WRITTEN TASK | Rewrite every line of the data below as a JSON list of strings, one string per line, skipping blank lines. Leave the pictures out of your answer.

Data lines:
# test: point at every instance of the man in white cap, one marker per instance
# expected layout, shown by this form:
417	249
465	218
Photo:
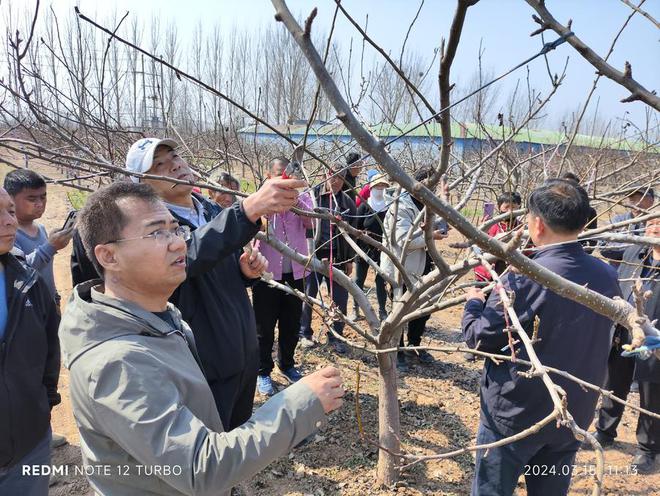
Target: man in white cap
213	298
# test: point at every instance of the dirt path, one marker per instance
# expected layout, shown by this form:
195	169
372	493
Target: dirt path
439	411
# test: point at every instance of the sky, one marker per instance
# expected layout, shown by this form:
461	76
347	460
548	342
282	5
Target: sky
501	27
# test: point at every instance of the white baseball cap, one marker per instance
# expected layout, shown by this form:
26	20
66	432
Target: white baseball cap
141	154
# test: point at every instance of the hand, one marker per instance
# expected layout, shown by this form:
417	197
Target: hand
275	196
348	268
253	265
475	294
444	188
60	238
327	386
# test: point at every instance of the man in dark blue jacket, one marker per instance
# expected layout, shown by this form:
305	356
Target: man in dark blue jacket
571	337
29	365
640	263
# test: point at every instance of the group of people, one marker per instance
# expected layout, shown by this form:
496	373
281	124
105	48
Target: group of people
161	339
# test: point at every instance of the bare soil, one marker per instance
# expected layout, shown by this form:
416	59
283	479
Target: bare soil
439	412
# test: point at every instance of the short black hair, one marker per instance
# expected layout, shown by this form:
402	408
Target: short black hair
20	179
352	157
423	173
226	177
101	220
562	204
570	176
510	197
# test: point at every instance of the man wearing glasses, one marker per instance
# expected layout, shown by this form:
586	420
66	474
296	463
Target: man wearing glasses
213	298
147	418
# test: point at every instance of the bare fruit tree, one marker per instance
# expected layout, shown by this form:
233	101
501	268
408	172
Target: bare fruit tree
81	115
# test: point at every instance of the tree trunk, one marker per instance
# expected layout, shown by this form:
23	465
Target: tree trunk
389	427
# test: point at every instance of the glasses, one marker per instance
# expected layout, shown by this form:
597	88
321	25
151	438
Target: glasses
163	237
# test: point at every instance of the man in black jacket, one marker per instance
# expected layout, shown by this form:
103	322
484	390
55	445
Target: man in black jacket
29	365
639	263
213	298
637	202
571	337
330	245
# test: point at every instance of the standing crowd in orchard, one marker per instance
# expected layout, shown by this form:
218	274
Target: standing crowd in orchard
165	349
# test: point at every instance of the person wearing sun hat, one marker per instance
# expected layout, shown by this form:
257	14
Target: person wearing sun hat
364	193
213	298
370	217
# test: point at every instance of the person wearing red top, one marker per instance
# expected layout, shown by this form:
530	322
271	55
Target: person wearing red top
506	202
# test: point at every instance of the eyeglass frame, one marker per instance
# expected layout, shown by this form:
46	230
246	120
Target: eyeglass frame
182	232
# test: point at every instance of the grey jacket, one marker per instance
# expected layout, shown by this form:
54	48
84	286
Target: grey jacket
146	414
416	257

RIGHT ANSWER |
[
  "# test: point at every instance of the man in white cap, one marker per instance",
  "# expected layout, shown by this form:",
  "417\t249",
  "465\t218",
  "Photo:",
  "Target: man in white cap",
  "213\t298",
  "# test: point at every instance of the dirt path, one marker per instance",
  "# expected layout, shown by this form:",
  "195\t169",
  "372\t493",
  "Target: dirt path",
  "439\t411",
  "# test: point at every instance of the sky, one marker per instance",
  "# expected layout, shown by this form:",
  "461\t76",
  "347\t460",
  "548\t342",
  "282\t5",
  "Target: sky",
  "501\t27",
  "# test: point at every instance of the white baseball cap, one marker per instance",
  "# expected layout, shown by this form:",
  "26\t20",
  "66\t432",
  "Target: white baseball cap",
  "141\t154",
  "# test: point at every instance of the hand, one marker per instance",
  "# expected layout, shown by this form:",
  "417\t197",
  "Target: hand",
  "275\t196",
  "348\t268",
  "253\t265",
  "475\t294",
  "444\t188",
  "60\t238",
  "327\t386",
  "# test: point at every instance of the man in dark blue jacket, one marker per instance",
  "# expected layout, shown by this form:",
  "305\t356",
  "Target: man in dark blue jacket",
  "571\t337",
  "29\t365",
  "640\t263",
  "# test: point at every instance of the group of people, one marker per instance",
  "# expected layout, shown by this form:",
  "496\t373",
  "281\t124",
  "105\t48",
  "Target: group of people",
  "161\t339",
  "# test: point at every instance of the bare soil, one marker per instance",
  "# expected layout, shown by this form:",
  "416\t59",
  "283\t479",
  "Target: bare soil",
  "439\t412",
  "# test: point at every instance of the short black hair, one marker per instance",
  "# expected layout, shown by this form:",
  "402\t408",
  "Target: short black hair",
  "20\t179",
  "352\t157",
  "423\t173",
  "226\t177",
  "101\t220",
  "562\t204",
  "570\t176",
  "510\t197",
  "# test: point at every instance of the man wearing glasses, one marker per instance",
  "# expected layout, shown by this form:",
  "586\t420",
  "66\t474",
  "296\t463",
  "Target: man wearing glasses",
  "213\t298",
  "147\t418",
  "# test: point at every instance of the bare fruit tree, one marker per instance",
  "# expected layout, shown by this form:",
  "233\t101",
  "501\t268",
  "408\t172",
  "Target: bare fruit tree",
  "81\t115",
  "# test: point at every instance of the tree trunk, one marker per instance",
  "# expected layout, shown by this form:",
  "23\t465",
  "Target: tree trunk",
  "389\t427",
  "# test: point at every instance of the glasses, one marker per instance",
  "# expected layout, shown by this form:",
  "597\t88",
  "321\t25",
  "151\t438",
  "Target: glasses",
  "163\t237",
  "# test: point at every instance of the man in black jacket, one marker per instance",
  "# expected layout, shown by this form:",
  "103\t322",
  "484\t390",
  "55\t445",
  "Target: man in black jacket",
  "29\t365",
  "639\t263",
  "213\t298",
  "637\t202",
  "571\t337",
  "330\t245",
  "# test: point at every instance of the standing crowd in orchard, one marker per instance",
  "# expected layout, shown by this form:",
  "218\t274",
  "Target: standing crowd in orchard",
  "165\t349",
  "# test: point at every instance of the person wearing sun hat, one marker per instance",
  "# expected layout, shown by this form:",
  "257\t14",
  "Target: person wearing sun hat",
  "364\t193",
  "213\t298",
  "370\t217",
  "# test: point at every instance of the person wearing red top, one marker per instance",
  "# expected layout, shown by this form:",
  "530\t322",
  "271\t55",
  "Target: person wearing red top",
  "506\t202",
  "# test: point at every instance of the eyeglass frame, one marker per instance",
  "# expected layout, shown by this form:",
  "46\t230",
  "246\t120",
  "Target: eyeglass frame",
  "182\t232",
  "# test: point at every instance of the grey jacket, one marker per instance",
  "# expected layout, shown by this form:",
  "54\t48",
  "84\t286",
  "Target: grey jacket",
  "146\t414",
  "416\t257"
]